::: Source passage

Just for a moment, reflect upon one day in your life and all of your freedoms. You wake up when you want, eat when you want, drive wherever you want, go see a movie, have a steak dinner, bathe as many times a day or week as you want, or just decide to watch a good movie until midnight then crawl into your nice soft bed.
Now, imagine that your life was controlled through a series of strict routines that are designed to break the hardest of criminals. A whistle blows to signal the beginning and end of every task throughout the day. Your told, when to get up, when to eat, when to stop eating, when to go to work, and every evening you are locked in a cell from 5pm until 6:30am the next morning with lights out at 9:30pm. This is your routine every night. You are not permitted to sing or talk loudly. You may quietly talk or play a game with a person in a neighboring cell, but that is it. You are entitled to food, clothes, shelter, and medical attention and anything else is a privilege you must earn. Punishment for rule breaking is severe. Now imagine, you are facing several years of this routine. Ahead of you are years of depression, and years inside a violent pressure cooker of dangerous criminals.
Now imagine that your life ends while in this despair, whether it was a failed escape attempt, suicide, or you were murdered by another inmate. And now, either denying you are dead or afraid of judgment, you are trapped. Each day, you are reliving the same routine you experienced when your life ended, always lingering between the physical plane and the other side. You are scared, untrusting, and confused and what was once the possibility of getting released has turned into an eternity of misery. This is the life of the ghosts of Alcatraz.

::::::

Copy the Alcatraz passage from "Now imagine that" up to and including "ghosts of Alcatraz.", swapping "misery" for "torment".

::: Records supplied

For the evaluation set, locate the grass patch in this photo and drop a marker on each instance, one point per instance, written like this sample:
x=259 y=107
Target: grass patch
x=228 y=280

::::::
::: Records supplied

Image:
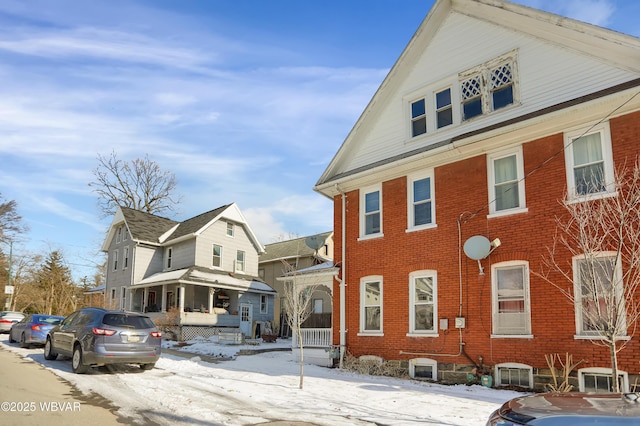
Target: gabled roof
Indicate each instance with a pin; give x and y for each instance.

::::::
::: Records supplied

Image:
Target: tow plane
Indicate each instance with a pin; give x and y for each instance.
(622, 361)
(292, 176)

::::::

## Written response
Now imagine that your life ends while in this despair, whether it was a failed escape attempt, suicide, or you were murdered by another inmate. And now, either denying you are dead or afraid of judgment, you are trapped. Each day, you are reliving the same routine you experienced when your life ended, always lingering between the physical plane and the other side. You are scared, untrusting, and confused and what was once the possibility of getting released has turned into an eternity of torment. This is the life of the ghosts of Alcatraz.